*Task to carry out*
Isolate every line in the records below with "hair" in it.

*Referring expression data*
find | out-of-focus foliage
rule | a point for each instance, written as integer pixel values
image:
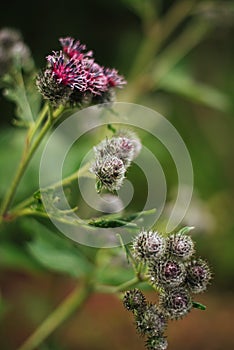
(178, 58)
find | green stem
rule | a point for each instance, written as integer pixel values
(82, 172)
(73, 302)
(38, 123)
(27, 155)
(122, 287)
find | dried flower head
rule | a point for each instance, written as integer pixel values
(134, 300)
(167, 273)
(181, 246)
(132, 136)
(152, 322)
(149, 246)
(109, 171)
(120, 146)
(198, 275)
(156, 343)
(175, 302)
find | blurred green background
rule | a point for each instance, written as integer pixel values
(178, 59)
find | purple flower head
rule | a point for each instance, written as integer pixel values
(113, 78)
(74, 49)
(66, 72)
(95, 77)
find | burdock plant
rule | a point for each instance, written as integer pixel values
* * *
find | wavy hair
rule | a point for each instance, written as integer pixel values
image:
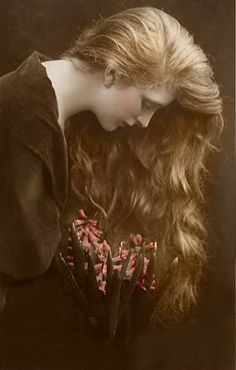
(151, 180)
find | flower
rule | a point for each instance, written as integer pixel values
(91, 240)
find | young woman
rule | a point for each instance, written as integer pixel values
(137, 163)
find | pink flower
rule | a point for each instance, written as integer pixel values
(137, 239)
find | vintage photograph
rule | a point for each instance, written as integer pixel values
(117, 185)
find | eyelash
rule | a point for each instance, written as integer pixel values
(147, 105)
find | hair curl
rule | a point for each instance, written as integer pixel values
---
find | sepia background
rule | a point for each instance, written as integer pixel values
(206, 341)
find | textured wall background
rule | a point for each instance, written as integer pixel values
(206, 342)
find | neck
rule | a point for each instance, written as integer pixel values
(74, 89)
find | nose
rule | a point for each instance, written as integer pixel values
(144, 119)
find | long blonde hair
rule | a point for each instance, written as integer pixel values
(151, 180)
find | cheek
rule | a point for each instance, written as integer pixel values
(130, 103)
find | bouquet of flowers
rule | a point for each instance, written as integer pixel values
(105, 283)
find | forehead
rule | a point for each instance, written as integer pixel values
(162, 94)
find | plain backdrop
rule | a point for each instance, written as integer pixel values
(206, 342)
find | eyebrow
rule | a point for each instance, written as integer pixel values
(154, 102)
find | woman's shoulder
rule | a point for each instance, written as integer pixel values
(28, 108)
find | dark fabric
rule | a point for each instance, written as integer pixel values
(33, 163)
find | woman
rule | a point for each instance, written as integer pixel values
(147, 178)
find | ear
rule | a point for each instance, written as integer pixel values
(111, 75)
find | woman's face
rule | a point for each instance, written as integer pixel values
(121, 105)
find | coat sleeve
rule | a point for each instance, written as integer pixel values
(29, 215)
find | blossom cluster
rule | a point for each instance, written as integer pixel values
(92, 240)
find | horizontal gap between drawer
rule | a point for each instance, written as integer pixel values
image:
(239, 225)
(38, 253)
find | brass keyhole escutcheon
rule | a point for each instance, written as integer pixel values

*Response area*
find | wavy hair
find | hair curl
find | long blonde hair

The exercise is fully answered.